* **Given information**
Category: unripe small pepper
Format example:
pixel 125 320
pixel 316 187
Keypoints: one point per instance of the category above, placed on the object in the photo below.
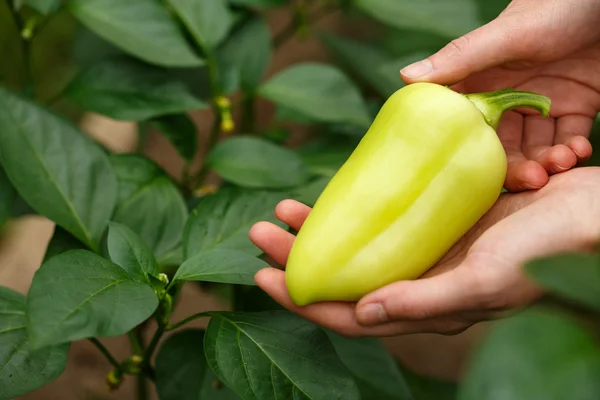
pixel 429 167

* **Stated problem**
Rewrite the lines above, changing "unripe small pepper" to "green bell pepper" and keeping everything else the same. Leave out the picture.

* **Complete output**
Category: green bell pepper
Format example:
pixel 125 320
pixel 316 187
Keypoints: one point per instance of the category above, placed on the object in the photo below.
pixel 429 167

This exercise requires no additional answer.